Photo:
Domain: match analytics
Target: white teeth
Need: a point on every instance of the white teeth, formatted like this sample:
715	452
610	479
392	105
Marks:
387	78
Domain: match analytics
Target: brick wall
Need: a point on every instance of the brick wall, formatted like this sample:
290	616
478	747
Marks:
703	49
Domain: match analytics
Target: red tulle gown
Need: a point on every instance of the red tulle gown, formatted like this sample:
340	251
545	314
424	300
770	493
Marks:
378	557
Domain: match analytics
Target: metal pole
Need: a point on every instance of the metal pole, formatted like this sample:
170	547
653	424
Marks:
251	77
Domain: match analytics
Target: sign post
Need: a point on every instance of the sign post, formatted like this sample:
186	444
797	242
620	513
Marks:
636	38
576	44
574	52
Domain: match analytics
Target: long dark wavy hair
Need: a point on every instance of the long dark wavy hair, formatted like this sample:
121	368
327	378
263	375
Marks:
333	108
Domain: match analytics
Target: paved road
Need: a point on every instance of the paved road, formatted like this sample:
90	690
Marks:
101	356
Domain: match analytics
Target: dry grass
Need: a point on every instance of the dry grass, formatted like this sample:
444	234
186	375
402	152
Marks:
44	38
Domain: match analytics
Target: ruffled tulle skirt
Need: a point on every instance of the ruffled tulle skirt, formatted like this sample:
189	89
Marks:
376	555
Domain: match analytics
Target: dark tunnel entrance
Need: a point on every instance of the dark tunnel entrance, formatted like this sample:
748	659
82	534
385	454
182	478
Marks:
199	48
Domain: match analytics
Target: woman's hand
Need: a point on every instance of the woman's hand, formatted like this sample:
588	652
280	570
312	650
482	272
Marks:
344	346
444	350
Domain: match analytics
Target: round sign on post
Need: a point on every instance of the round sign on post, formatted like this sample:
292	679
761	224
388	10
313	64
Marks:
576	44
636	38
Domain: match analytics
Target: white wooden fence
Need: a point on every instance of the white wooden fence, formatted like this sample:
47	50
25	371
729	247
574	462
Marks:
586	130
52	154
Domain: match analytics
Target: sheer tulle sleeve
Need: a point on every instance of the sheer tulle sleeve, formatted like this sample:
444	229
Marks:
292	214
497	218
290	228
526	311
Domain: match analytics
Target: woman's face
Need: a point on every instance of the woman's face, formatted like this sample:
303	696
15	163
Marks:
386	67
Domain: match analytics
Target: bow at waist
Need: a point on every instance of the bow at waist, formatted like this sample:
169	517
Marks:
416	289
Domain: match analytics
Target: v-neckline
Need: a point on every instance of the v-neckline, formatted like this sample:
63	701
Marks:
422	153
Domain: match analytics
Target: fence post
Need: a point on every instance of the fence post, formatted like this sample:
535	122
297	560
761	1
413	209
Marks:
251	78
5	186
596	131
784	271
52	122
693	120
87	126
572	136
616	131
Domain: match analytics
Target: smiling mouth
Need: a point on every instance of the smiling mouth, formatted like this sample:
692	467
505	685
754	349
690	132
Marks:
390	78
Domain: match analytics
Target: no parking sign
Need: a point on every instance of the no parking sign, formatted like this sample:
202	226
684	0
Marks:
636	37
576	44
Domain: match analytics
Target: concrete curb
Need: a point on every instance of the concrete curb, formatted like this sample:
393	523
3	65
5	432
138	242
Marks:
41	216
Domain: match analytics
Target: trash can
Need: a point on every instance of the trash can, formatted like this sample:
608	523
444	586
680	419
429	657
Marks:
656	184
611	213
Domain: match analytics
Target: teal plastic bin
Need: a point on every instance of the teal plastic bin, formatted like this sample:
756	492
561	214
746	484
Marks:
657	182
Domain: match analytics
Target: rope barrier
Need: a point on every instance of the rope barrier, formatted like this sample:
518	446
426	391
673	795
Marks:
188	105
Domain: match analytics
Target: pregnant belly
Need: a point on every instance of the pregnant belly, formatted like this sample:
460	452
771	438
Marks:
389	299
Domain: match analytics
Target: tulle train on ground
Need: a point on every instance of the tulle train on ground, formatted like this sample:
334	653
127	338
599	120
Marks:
________
**Problem to work on**
Each record should come back exactly as written.

**Completed exercise**
Photo:
Domain: match analytics
Target: white teeth
Need: a point on every instance of the white teeth, formatted like this sample:
715	452
610	479
392	105
Marks:
387	78
Domain: match analytics
Target: brick wall
Need: a point on every instance of the brick wall, formatted like this sample:
290	616
478	747
Marks:
703	49
Domain: match analytics
Target: red tulle gown
Need: a point on every instance of the red tulle gown, formatted like this sample:
340	251
545	314
424	300
770	493
Marks:
378	557
Domain: match analytics
Target: metal pole
Need: a point on every instance of the metal pole, formatted like this sample:
170	547
653	424
Marks:
251	77
Domain: match analytics
Target: sign post
Need: a point on every instance of the sign post, formatted like this sample:
186	444
797	242
620	513
Marks:
636	38
576	44
574	52
Domain: match analytics
Target: long dark wavy hair
Need: a point on every instance of the long dark wavy hair, formatted like this sample:
121	368
327	378
263	375
Marks:
333	108
Domain: match analytics
Target: paved road
Need: a point on every instance of the paved road, formatted like this sample:
90	690
Marks:
101	356
Domain: match analytics
Target: dry grass
Need: a point on every instance of the dry grass, formatted like this sample:
444	234
186	375
402	152
Marks:
44	38
Domain: match analytics
Target: ruffled tulle skirt
Need: a point on every instance of the ruffled tulle skirt, formatted like this sample:
189	89
Marks:
376	555
Domain: match analytics
Target: dark tunnel entrance
Need: a point on every instance of the dark tunnel entrance, formatted like this sample:
748	659
82	534
385	454
182	478
Marks:
199	48
Domain: match analytics
Target: woman's hand
Need: a point on every instance of the woman's hand, formatted like this sample:
588	652
280	570
312	650
482	272
Marks:
344	346
444	350
Domain: match analytics
Target: round sign on post
Need: a point on every instance of the round sign on post, formatted like this sample:
292	679
761	224
388	10
313	64
Marks:
576	44
636	38
Domain: match analytics
Target: white wooden fence
Need: a point on every instance of the white wooden fence, formatted like this sample:
47	50
25	371
729	247
574	462
Marks:
586	130
52	154
Domain: match analytics
Target: sheer tulle sleeve
Need: a point on every instance of the sheer tulle sleeve, formatted like this sample:
444	229
Marks:
292	214
497	218
290	228
526	311
Domain: match analytics
Target: woman's face
Need: a point on every instance of the woman's face, formatted like this sample:
303	696
15	163
Marks:
386	67
Domain: match analytics
Target: bow at waist
Need: a point on every instance of the bow at waist, formatted like this sample:
169	517
Marks:
416	289
Domain: match analytics
Target: v-neckline
Need: a point on every instance of the v-neckline, formatted like this sample:
63	701
Marks:
422	153
Domain: match analytics
Target: fence post
Need: a point on every instance of the fence post, formatted like this sample:
535	122
297	560
761	1
413	209
Marks:
251	78
5	186
596	131
784	271
52	122
693	120
87	126
572	136
616	131
Domain: match analytics
Target: smiling mouth
Need: a point on every instance of the smiling mouth, formatted like this sample:
692	467
505	685
754	349
690	132
Marks:
390	78
Domain: match analytics
Target: no parking sign
Need: a point on every instance of the no parking sign, formatted like this sample:
202	226
684	0
Marks:
636	37
576	44
Domain: match analytics
Target: concrete curb
Need: a point on every instance of the concrete curb, formatted like this sample:
393	523
3	65
5	432
138	242
Marks:
41	216
Domain: match analytics
Target: trash can
Need: a point on every instance of the trash can, formatted like this sample:
608	523
444	586
680	419
429	657
Marks:
656	184
611	213
Domain: match analytics
Target: teal plastic bin
Need: a point on every instance of the teal plastic bin, formatted like this sample:
756	492
561	214
746	484
Marks:
657	182
Domain: match analytics
Target: rope barrier
Need: a point on every instance of the rope barrier, formatted like this sample:
518	446
426	391
673	795
Marks:
188	105
Domain: match analytics
Target: pregnant belly
Need: a point on every instance of the pregnant belly, formatted like this sample:
460	452
771	438
Marks:
389	299
Domain: match analytics
Target: tulle train on ground
Need: a point on every instance of the tulle train on ground, formatted like this sample:
334	653
127	338
599	120
Marks:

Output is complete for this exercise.